(Records held in a dataset)
════════════════════

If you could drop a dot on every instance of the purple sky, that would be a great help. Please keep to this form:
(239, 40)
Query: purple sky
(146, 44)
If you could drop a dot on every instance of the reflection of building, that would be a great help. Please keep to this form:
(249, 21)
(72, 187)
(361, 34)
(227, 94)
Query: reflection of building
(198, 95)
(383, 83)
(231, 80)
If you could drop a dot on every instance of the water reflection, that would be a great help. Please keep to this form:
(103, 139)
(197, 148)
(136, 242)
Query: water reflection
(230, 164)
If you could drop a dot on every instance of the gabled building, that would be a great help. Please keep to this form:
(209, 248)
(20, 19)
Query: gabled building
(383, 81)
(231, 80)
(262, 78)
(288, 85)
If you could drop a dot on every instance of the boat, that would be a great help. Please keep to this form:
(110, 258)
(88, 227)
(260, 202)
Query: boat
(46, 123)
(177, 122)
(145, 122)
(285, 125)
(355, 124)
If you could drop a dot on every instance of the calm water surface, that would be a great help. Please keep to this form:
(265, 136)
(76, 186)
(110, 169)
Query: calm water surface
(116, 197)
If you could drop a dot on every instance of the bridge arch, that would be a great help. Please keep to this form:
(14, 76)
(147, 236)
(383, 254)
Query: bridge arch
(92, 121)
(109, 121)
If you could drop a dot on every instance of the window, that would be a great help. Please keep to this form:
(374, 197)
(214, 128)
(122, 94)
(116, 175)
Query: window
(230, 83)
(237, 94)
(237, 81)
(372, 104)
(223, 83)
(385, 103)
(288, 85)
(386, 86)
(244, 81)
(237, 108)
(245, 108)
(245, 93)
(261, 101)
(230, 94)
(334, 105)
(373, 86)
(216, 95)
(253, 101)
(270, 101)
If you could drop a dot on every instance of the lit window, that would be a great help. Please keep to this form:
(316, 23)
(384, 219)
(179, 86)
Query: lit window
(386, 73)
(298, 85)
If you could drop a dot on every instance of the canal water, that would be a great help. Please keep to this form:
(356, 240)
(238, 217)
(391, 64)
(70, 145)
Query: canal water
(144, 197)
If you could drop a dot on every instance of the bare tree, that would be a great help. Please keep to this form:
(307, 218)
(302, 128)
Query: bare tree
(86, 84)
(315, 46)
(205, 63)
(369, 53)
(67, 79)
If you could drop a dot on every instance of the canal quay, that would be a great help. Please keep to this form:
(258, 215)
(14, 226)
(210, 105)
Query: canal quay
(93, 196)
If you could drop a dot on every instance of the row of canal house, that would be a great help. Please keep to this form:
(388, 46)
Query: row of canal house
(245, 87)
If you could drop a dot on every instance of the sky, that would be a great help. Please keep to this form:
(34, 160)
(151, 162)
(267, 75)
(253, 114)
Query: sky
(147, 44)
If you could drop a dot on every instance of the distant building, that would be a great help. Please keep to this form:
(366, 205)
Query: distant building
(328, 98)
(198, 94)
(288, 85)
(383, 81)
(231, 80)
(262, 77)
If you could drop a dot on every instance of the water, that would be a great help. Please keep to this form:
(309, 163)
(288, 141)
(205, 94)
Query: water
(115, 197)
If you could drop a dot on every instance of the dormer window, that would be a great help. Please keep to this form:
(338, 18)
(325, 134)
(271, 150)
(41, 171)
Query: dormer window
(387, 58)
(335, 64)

════════════════════

### Problem requirements
Can you echo the listing word for word, from the line containing "canal house, that" through its final line, both included?

### Task solution
If you could drop a dot on every instance of the row of canal house, that would be a great help. Please keep to this form:
(388, 46)
Query: row of canal house
(245, 87)
If you could drop a dot on every instance of the sky, that would be a great help. Please keep to this form:
(34, 160)
(151, 162)
(267, 75)
(253, 114)
Query: sky
(147, 44)
If you could drop a dot on every instance of the distant building, that would be a great help. Please keep to this form:
(366, 205)
Query: distant building
(328, 98)
(198, 94)
(288, 85)
(383, 81)
(231, 80)
(262, 77)
If you could drop a dot on every instance of the water, that would be a great help. Please keep to this form:
(309, 163)
(288, 141)
(205, 94)
Query: water
(115, 197)
If you could drop a dot on every instance of the dormer window, that would be a great help. Please keep to this form:
(338, 18)
(325, 134)
(271, 150)
(41, 171)
Query: dormer window
(387, 58)
(335, 64)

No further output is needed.